What needs to be done =>
Would you reproduce each line below exactly, leaving every picture out?

Referring expression data:
□ □ □

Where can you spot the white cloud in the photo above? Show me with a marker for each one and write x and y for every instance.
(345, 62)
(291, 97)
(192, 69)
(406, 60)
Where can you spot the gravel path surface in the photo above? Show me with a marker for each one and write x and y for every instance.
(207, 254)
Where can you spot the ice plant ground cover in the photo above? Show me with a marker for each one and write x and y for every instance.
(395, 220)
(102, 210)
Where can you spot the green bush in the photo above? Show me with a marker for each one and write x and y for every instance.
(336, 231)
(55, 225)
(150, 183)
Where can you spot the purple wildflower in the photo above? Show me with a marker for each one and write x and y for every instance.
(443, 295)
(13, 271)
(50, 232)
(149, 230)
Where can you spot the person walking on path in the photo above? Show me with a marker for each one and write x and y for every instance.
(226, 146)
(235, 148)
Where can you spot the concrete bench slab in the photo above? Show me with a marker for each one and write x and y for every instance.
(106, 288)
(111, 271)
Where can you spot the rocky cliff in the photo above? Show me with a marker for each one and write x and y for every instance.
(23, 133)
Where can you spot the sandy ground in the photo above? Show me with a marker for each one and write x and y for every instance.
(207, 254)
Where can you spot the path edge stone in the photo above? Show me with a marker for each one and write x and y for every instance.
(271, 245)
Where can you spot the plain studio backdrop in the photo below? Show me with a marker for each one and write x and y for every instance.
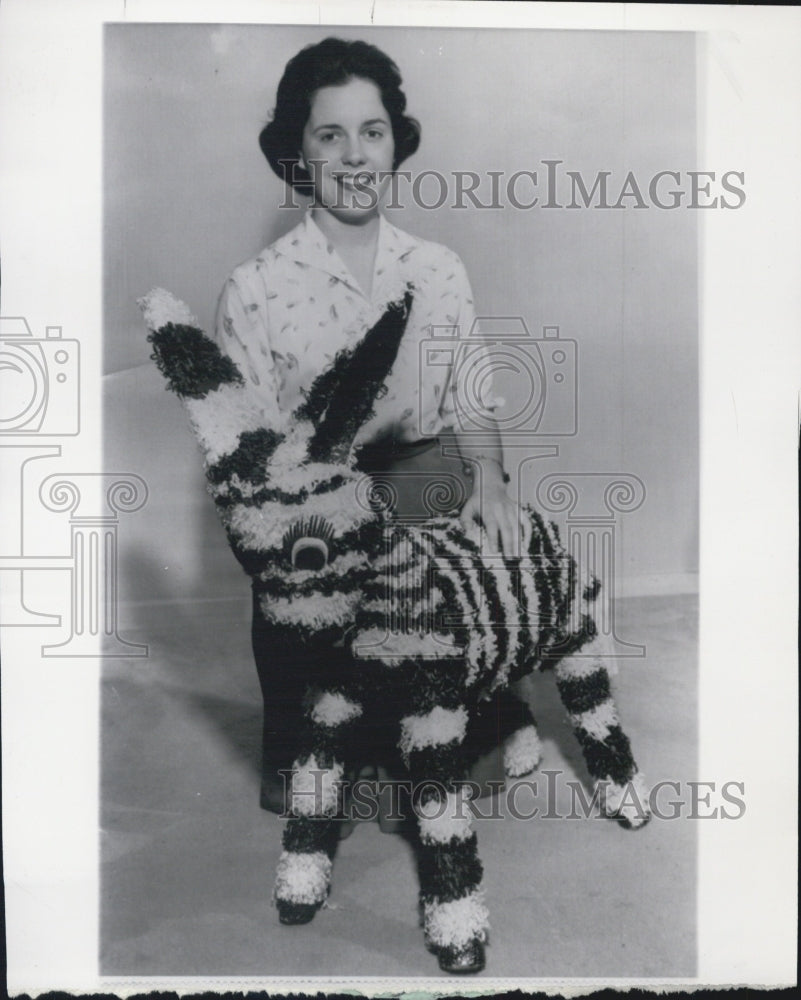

□ □ □

Output of the task =>
Where can you spot the white cloud in the photo above? Show me with a marker for each one and write x and y for every instance.
(345, 62)
(291, 97)
(192, 69)
(406, 60)
Where can you spot the gravel path surface in the photo above? Show me with a marker for each one and write x and y for every instance.
(207, 254)
Where can you spot the ice plant ground cover in the photo above? Show me with a marker for each one and write x and y for every instance.
(395, 220)
(102, 210)
Where can you spot the green bush in the photo above? Show me with a marker for each one and write x and y for every instance.
(336, 231)
(55, 225)
(150, 183)
Where can you spot the purple wildflower in the photo above? Show me with a marker for each one and write x and y for every instance.
(443, 295)
(13, 271)
(50, 232)
(149, 230)
Where can you spot the person walking on path in the photo above? Show me with a marker for each one and write x and y for every instance.
(226, 146)
(235, 148)
Where can you spot the concrete bench slab in the photo above? Show me with a marker for each one and write x and y for every instance.
(106, 288)
(111, 271)
Where can you spot the rocky cliff in the photo above? Show me with a marker for each one and write x and y for every instance.
(23, 133)
Where can you spot the sandy ground in the photo above? Show me with a marker for each one and write x and y for every instance.
(207, 254)
Where can you spot the path edge stone in the photo above? Show me with a marker for each one and write x and y for every instance.
(271, 245)
Where can you spot the plain studio backdrop in the photo below? Show me with a marker for each one and write x and y for every instance.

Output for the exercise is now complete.